*** RECORDS PROVIDED ***

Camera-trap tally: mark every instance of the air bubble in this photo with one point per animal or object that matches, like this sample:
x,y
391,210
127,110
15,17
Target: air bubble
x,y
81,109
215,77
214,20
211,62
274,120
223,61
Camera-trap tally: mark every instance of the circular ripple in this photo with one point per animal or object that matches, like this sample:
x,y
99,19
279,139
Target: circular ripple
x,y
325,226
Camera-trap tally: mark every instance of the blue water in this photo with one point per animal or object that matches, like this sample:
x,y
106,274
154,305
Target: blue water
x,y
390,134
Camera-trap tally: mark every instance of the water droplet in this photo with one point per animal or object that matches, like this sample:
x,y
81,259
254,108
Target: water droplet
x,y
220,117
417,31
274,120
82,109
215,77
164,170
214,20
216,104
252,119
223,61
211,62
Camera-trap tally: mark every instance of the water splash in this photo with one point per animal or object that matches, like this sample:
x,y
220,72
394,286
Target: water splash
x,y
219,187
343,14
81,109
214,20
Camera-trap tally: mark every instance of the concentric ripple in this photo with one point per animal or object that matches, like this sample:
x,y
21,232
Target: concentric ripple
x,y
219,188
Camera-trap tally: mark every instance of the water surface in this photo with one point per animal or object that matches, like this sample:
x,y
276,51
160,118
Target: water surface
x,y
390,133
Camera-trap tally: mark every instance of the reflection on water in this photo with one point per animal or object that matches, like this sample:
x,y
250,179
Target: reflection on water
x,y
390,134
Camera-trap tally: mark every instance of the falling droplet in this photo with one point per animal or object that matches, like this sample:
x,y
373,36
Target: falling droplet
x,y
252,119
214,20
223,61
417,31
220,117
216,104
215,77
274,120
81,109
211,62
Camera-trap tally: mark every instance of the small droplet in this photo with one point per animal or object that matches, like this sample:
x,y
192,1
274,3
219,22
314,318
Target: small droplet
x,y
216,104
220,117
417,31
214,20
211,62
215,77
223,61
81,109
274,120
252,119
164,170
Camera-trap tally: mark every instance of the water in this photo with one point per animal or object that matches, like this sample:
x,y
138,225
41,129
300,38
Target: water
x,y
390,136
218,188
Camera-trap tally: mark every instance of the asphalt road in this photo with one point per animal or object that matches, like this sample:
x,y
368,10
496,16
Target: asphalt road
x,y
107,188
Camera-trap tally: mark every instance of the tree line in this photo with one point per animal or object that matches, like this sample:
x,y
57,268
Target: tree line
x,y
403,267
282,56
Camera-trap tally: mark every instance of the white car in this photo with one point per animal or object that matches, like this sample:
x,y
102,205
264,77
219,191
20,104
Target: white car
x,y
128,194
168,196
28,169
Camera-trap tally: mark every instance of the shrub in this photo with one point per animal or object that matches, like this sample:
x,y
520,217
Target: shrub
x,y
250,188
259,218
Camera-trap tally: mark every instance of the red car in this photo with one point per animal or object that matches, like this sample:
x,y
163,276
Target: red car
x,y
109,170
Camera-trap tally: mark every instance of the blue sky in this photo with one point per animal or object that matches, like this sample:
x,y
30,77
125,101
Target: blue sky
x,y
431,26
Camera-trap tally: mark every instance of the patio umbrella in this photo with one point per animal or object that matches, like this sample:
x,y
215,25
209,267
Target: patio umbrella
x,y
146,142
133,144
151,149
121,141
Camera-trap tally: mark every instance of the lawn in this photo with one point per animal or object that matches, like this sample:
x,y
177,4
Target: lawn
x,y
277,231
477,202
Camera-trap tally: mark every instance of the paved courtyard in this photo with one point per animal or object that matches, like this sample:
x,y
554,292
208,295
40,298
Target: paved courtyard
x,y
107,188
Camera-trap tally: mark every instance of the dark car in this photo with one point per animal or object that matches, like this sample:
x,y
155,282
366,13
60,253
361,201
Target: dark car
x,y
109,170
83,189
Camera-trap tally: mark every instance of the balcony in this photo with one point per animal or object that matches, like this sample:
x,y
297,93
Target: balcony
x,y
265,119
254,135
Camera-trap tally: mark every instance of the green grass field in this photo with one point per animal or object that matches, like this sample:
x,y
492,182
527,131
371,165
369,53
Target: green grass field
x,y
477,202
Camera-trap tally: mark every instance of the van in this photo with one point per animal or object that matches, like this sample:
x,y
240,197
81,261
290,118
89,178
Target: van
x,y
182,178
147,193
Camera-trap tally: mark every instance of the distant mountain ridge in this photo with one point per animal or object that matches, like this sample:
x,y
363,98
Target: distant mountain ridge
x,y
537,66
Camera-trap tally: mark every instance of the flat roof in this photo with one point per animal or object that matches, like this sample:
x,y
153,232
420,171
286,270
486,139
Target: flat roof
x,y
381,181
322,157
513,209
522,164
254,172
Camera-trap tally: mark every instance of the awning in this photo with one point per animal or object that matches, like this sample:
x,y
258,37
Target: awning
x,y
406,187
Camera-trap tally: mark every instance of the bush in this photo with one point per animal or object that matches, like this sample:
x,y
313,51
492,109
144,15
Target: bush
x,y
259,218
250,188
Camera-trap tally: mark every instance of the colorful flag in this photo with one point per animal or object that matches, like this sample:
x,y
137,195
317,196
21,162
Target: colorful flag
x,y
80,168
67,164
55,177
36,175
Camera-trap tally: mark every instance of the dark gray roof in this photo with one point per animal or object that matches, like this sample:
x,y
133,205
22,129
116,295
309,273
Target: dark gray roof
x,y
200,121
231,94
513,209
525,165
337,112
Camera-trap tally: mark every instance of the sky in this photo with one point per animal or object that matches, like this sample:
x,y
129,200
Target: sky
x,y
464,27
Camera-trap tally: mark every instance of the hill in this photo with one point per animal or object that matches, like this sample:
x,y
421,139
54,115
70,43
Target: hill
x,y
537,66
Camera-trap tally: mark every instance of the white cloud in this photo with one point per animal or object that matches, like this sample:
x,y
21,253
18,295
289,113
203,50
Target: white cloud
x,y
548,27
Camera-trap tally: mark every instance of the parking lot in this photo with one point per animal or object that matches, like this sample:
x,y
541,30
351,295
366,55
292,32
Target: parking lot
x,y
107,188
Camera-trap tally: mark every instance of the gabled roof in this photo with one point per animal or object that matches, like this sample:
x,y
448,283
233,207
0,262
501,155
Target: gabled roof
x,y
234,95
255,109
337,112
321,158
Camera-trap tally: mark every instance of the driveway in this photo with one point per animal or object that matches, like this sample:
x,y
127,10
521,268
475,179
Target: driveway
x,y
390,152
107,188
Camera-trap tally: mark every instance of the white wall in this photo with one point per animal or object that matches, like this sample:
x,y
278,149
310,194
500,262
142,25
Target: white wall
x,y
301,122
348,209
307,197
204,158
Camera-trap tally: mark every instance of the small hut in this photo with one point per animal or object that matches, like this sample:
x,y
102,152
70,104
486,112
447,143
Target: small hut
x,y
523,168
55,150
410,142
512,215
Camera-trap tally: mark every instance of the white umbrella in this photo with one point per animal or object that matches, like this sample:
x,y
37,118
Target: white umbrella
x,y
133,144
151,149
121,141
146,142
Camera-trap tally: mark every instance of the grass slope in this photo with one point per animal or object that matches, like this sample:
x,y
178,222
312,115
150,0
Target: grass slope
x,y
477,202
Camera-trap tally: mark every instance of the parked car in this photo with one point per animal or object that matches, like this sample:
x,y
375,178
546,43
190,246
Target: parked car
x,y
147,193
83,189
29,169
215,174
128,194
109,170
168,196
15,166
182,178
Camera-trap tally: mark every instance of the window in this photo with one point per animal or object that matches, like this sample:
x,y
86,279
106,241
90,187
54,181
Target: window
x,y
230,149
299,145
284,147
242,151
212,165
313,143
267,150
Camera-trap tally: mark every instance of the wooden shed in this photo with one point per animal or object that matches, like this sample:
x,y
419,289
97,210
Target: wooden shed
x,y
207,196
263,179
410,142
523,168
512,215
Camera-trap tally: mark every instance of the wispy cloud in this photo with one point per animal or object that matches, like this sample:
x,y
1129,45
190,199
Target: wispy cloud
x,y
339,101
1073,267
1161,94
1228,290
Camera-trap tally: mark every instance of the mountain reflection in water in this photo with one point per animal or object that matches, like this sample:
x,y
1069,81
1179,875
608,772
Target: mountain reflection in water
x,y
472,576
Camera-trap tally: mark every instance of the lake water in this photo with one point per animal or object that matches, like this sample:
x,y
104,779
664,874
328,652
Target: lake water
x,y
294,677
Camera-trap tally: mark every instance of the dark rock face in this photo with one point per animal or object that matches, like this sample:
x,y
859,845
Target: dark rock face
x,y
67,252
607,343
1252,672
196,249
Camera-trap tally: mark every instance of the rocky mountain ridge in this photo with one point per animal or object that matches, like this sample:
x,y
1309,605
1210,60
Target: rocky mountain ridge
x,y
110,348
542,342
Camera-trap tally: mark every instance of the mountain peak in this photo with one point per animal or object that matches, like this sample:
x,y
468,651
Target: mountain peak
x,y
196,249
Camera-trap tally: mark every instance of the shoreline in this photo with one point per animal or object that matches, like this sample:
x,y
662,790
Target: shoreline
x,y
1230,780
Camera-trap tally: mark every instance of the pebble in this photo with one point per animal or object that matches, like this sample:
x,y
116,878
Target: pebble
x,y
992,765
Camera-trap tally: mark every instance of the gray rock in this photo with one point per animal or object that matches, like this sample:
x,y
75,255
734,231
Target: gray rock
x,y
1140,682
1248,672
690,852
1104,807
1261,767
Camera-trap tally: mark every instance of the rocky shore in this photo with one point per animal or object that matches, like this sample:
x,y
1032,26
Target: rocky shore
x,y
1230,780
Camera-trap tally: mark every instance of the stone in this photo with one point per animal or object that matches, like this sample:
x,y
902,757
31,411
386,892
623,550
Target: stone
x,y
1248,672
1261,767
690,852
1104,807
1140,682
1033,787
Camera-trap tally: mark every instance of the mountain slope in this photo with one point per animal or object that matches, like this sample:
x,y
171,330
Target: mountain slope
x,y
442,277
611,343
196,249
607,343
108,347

***

Copy out, word for word, the portion of the material from the line containing "Camera-trap tally: mark every instance of the shoreline" through the end of the material.

Camera-trap tally: mark every instance of the shoreline in this photo with one point per animal or object that matches, like this sample:
x,y
662,790
Target: shoreline
x,y
1230,780
Camera-trap tally: mark every instance of the pebble in this photo with one point per animal or object that matches, like this sample:
x,y
116,878
Target: pebble
x,y
992,765
Camera-trap tally: mark every instance of the gray rock in this photo with one point per animal or object that matches, like this sample:
x,y
75,255
734,231
Target: gray rock
x,y
1140,682
1248,672
690,852
1104,807
1261,767
Camera-trap tally: mark every instance of the rocky shore in this photo with one point per animal or object that matches, like this sample:
x,y
1032,26
Target: rocky shore
x,y
1230,780
Camera-trap tally: mark every instance of the stone in this photo with one point per animal or object that matches, like this sample:
x,y
902,757
31,411
386,892
623,550
Target: stone
x,y
1248,672
1261,767
690,852
1104,807
1140,682
1033,787
Camera-trap tally: mark every instance of the mountain slope in this photo with one point per animal or object that matches, like this sample:
x,y
171,330
Target: mountain slope
x,y
442,277
611,343
196,249
607,343
108,347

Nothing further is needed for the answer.